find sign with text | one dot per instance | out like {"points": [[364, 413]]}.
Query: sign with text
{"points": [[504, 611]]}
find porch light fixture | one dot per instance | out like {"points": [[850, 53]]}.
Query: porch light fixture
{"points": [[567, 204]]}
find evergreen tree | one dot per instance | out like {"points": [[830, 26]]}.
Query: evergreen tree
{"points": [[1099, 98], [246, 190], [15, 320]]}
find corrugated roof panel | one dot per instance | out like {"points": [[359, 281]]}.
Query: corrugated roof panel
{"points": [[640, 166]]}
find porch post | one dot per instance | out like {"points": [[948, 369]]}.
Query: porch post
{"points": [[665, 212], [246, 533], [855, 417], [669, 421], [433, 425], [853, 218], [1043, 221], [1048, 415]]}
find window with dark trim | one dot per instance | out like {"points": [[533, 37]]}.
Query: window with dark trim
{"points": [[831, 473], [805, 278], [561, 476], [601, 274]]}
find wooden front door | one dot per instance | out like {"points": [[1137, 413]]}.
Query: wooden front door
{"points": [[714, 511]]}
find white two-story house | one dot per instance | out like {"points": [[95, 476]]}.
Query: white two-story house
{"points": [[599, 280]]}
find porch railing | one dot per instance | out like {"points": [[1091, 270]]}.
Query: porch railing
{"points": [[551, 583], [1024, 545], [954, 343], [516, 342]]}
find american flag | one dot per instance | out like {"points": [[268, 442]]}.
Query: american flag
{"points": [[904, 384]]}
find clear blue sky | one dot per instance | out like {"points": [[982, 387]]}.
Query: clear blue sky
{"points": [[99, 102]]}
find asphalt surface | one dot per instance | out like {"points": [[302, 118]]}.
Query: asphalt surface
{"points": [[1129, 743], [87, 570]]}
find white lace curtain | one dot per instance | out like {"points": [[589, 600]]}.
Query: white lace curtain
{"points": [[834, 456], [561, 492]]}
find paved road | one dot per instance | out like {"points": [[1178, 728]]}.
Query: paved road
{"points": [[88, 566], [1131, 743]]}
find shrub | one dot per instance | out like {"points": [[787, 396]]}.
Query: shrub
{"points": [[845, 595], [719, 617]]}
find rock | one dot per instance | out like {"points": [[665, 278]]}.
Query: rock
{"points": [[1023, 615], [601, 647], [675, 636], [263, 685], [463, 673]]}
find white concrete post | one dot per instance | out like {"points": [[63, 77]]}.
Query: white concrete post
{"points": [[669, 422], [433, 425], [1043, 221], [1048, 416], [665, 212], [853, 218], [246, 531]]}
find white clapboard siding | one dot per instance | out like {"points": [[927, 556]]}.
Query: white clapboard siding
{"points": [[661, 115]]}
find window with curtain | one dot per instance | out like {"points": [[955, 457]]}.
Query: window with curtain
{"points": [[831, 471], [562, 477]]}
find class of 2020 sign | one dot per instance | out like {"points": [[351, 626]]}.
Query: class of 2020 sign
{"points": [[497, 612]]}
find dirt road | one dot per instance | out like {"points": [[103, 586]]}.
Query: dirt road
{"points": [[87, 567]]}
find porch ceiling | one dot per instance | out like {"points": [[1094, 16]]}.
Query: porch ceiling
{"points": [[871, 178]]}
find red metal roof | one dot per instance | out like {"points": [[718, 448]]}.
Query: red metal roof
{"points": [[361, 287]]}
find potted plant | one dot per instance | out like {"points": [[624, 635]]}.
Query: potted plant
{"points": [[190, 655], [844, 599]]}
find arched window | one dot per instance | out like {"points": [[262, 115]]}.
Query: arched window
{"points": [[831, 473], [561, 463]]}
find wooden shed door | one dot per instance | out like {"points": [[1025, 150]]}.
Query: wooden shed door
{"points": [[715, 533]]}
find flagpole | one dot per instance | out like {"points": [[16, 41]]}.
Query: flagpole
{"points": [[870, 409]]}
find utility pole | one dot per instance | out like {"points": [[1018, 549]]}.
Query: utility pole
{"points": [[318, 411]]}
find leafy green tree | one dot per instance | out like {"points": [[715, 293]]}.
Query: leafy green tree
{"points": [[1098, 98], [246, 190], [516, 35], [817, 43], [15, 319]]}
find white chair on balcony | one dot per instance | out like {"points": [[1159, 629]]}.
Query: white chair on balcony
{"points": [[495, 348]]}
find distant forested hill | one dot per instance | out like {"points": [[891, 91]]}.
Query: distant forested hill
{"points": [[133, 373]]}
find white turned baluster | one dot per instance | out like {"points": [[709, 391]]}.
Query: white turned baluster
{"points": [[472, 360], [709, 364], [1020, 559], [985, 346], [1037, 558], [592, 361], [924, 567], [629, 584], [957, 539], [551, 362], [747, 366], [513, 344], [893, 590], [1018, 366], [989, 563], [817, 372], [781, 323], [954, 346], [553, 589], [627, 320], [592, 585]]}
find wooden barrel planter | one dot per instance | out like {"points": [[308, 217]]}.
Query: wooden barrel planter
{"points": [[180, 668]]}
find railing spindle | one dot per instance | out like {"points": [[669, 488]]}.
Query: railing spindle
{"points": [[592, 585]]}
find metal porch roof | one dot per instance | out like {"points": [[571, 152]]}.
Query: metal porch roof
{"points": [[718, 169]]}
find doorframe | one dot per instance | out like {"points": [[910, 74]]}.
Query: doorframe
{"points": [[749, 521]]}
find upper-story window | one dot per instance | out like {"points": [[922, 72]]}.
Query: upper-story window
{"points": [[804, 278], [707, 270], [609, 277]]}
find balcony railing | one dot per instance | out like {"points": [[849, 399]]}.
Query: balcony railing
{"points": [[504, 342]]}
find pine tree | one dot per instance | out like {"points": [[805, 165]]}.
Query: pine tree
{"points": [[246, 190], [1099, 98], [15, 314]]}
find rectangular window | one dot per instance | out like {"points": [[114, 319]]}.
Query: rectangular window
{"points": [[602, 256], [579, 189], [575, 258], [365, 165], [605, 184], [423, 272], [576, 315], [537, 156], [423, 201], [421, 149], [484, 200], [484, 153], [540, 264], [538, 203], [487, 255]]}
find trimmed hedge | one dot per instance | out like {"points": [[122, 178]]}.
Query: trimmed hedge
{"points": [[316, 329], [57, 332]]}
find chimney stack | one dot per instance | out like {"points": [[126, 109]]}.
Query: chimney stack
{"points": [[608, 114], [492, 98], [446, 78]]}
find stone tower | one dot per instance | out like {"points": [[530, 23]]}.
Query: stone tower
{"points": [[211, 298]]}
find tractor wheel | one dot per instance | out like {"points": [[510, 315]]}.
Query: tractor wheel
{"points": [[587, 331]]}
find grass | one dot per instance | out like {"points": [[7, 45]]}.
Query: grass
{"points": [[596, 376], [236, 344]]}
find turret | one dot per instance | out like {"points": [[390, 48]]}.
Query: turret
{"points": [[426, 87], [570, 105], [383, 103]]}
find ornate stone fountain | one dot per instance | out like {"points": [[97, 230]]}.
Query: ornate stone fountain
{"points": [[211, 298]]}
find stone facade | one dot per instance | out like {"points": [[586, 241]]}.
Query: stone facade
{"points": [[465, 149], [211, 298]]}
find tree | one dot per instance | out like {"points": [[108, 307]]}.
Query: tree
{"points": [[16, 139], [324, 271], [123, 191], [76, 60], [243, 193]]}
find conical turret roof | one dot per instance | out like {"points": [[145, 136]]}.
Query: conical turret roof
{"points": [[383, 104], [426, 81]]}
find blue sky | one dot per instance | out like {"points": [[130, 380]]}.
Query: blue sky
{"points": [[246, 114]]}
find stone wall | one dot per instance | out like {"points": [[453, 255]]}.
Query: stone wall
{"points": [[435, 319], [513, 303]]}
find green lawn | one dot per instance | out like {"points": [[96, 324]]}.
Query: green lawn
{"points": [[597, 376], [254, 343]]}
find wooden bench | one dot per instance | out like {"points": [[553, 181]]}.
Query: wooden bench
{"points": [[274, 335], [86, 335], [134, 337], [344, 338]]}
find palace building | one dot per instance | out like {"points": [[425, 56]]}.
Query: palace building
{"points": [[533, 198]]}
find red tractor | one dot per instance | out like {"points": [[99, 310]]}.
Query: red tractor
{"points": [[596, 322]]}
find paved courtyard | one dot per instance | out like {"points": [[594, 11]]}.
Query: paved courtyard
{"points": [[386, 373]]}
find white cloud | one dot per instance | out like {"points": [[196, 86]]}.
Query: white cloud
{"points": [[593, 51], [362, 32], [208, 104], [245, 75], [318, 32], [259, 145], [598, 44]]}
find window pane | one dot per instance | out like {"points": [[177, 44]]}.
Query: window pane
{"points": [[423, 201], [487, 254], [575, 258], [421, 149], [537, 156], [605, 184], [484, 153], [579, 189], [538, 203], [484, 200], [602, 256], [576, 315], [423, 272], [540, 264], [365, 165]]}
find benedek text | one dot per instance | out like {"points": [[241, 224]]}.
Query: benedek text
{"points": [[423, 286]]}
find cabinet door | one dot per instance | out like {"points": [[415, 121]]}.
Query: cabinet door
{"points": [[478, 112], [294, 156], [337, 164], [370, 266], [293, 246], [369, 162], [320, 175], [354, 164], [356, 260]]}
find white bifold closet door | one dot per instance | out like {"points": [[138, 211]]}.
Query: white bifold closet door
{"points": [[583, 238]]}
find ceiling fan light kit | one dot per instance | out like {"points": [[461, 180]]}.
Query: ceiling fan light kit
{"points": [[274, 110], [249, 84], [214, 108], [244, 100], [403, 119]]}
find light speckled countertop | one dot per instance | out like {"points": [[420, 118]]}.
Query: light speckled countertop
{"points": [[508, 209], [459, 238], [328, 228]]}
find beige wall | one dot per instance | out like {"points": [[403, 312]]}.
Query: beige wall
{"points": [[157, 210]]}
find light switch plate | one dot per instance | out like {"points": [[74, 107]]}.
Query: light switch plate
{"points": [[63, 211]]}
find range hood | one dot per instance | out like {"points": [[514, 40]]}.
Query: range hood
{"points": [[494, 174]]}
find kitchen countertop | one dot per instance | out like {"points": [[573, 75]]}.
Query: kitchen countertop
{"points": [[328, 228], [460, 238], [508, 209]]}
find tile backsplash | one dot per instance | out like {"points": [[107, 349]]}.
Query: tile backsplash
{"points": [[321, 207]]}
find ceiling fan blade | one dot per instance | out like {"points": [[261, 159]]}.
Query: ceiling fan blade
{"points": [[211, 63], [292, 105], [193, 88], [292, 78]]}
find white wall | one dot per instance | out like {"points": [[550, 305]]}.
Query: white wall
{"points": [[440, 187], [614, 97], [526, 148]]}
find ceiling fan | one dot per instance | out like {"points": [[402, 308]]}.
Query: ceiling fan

────────────────────────────────────────

WHAT YOU WILL DO ->
Emit verbatim the lines running from the one with "find light switch" through the last line of the data, both endpoints inclusive.

FINAL RESULT ->
find light switch plate | one dot per instance | out like {"points": [[74, 107]]}.
Query: light switch plate
{"points": [[63, 211]]}
find range hood | one dot per instance | out like {"points": [[514, 40]]}.
Query: range hood
{"points": [[494, 174]]}
find kitchen countertop | one dot per instance | out like {"points": [[573, 75]]}.
Query: kitchen countertop
{"points": [[328, 228], [460, 238], [508, 209]]}
find tile backsplash | one dot per instance | out like {"points": [[107, 349]]}.
Query: tile backsplash
{"points": [[321, 207]]}
find ceiling fan blade | one dot per instance | out like {"points": [[261, 159]]}.
Query: ceiling fan blade
{"points": [[211, 63], [292, 105], [193, 88], [292, 78]]}
find white wall | one dot per instance | out like {"points": [[550, 305]]}.
Query: white wall
{"points": [[440, 187], [614, 97], [526, 148]]}
find ceiling fan | one dot per instance | out like {"points": [[402, 308]]}.
Query: ceiling fan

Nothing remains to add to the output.